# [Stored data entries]
====
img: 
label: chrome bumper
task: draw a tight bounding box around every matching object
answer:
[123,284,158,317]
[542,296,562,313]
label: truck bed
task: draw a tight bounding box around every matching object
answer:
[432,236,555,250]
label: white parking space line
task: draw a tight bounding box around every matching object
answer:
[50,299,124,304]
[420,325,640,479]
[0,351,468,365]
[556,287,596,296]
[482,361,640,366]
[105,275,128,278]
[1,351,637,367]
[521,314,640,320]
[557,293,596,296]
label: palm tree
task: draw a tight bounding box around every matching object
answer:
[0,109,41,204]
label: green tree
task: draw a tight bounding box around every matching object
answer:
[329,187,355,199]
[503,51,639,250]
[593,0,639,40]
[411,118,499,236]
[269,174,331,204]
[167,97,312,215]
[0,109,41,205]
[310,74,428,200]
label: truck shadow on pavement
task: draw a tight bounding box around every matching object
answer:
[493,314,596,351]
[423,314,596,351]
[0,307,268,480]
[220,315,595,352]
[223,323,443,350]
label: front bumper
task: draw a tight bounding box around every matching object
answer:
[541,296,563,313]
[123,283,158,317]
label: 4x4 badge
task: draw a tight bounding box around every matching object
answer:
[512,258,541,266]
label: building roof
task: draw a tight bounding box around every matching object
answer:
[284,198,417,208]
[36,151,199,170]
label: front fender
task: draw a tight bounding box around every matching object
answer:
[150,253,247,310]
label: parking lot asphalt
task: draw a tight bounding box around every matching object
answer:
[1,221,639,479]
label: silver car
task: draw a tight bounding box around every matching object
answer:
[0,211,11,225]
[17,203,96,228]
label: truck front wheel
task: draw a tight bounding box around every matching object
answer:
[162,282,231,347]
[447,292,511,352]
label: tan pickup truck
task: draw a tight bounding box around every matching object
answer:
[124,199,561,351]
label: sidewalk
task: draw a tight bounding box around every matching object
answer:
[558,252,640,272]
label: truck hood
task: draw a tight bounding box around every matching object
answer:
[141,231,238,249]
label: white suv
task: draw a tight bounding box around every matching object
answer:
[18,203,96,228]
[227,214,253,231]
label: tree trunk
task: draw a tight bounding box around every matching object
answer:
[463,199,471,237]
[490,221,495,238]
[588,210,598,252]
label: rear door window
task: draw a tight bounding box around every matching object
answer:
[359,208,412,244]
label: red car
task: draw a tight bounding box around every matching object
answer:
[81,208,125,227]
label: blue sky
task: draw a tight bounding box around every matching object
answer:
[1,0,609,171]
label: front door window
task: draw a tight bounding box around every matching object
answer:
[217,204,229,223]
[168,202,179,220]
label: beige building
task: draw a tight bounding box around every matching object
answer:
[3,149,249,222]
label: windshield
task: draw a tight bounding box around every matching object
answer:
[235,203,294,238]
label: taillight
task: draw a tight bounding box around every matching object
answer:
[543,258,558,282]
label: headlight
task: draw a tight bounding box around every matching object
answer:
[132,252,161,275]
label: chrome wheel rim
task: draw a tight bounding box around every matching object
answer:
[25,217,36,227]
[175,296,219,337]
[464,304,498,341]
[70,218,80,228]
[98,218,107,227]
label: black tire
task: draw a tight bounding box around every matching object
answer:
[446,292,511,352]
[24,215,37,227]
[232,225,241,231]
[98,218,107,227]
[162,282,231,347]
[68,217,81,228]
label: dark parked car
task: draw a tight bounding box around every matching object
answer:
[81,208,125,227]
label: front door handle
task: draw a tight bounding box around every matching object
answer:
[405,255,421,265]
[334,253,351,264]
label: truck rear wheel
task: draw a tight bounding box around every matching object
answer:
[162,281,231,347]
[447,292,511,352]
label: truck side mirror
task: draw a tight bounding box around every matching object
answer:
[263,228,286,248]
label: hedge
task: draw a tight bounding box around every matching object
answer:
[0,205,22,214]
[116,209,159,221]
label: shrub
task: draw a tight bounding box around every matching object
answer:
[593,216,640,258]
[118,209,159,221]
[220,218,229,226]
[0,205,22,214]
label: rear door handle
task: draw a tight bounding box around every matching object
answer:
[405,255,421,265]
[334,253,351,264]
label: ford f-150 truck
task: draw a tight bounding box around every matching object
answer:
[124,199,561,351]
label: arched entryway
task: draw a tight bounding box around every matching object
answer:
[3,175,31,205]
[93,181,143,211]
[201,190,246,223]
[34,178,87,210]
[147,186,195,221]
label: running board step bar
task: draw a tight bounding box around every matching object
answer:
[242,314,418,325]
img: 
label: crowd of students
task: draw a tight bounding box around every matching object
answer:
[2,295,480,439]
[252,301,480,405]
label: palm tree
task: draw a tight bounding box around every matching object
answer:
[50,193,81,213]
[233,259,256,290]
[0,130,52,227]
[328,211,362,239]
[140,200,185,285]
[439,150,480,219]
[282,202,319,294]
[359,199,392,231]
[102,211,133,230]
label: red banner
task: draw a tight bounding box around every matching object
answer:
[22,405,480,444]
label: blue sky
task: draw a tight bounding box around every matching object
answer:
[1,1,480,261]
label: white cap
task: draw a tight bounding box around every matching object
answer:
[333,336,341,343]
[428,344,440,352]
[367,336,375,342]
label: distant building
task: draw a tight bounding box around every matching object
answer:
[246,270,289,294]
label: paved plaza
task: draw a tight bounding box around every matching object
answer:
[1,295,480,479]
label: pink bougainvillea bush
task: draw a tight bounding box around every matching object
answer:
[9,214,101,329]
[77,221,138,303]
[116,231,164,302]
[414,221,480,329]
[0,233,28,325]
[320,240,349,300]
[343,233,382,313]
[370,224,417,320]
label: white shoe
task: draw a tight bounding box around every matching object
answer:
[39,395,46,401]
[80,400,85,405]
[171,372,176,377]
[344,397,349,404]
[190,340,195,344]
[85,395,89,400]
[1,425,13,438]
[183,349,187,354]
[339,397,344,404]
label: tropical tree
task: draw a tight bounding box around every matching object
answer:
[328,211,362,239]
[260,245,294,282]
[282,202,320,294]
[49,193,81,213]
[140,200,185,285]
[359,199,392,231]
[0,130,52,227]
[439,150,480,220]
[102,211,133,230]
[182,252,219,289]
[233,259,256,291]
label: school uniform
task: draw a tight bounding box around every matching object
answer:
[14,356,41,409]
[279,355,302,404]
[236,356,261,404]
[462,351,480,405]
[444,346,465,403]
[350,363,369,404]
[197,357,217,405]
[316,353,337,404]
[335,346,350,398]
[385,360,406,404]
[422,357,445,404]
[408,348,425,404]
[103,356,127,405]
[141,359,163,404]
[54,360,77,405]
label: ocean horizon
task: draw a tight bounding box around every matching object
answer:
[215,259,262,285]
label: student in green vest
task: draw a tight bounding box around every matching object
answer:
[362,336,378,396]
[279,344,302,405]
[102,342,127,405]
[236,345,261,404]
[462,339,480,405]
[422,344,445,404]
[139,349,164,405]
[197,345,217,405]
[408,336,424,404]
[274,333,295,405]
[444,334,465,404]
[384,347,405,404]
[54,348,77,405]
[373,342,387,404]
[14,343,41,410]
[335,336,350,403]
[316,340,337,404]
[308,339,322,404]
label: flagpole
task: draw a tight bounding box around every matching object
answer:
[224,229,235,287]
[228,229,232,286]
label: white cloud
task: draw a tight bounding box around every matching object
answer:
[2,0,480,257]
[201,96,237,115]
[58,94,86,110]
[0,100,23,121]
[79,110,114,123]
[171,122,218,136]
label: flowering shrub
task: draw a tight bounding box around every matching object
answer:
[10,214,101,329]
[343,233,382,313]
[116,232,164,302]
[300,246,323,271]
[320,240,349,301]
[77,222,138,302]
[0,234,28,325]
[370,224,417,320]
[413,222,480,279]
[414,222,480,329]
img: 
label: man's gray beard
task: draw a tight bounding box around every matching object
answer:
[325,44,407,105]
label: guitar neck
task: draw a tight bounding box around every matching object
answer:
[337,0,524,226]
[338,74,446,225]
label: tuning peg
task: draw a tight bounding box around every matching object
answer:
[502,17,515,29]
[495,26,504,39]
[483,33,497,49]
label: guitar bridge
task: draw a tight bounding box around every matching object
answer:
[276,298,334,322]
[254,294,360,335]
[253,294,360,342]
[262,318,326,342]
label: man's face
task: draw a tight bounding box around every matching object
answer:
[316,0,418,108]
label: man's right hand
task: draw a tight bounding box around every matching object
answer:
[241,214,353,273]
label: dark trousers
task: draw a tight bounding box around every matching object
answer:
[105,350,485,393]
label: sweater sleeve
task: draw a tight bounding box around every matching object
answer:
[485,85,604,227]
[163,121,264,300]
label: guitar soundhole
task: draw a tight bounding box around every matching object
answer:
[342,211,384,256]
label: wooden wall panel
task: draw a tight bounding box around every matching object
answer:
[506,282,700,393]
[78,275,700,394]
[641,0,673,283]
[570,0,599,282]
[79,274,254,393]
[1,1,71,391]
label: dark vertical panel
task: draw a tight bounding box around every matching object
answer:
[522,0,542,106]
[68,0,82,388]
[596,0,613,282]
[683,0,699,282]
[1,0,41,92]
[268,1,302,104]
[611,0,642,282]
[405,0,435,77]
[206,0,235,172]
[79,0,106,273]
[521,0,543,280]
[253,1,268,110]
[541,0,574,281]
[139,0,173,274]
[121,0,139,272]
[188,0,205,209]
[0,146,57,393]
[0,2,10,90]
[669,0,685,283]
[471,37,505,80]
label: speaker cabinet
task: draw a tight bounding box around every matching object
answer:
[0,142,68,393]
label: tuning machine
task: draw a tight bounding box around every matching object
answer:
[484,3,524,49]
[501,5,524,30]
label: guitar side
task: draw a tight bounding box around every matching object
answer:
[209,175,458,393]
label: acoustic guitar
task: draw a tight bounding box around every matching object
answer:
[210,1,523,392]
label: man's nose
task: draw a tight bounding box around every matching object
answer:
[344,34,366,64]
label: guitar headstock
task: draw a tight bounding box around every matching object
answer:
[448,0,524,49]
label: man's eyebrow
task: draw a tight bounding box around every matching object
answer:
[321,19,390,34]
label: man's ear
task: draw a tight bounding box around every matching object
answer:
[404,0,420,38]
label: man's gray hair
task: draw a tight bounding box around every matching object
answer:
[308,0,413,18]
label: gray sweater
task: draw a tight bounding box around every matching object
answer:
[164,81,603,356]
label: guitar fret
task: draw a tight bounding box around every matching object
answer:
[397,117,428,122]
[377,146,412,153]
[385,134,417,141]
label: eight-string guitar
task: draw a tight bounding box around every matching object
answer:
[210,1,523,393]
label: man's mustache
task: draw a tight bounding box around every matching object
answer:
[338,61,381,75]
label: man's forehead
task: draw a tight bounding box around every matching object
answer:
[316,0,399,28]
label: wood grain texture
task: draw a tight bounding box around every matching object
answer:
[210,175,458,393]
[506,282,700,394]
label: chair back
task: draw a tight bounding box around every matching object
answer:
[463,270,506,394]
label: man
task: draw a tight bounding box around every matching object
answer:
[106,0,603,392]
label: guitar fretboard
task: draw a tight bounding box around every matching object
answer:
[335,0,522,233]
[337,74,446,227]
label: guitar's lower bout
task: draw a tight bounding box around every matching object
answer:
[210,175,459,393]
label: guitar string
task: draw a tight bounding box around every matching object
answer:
====
# [Problem requirements]
Check each line of the data for the string "sweater" and state how many lines contain it, without any other output.

# [Answer to the problem]
2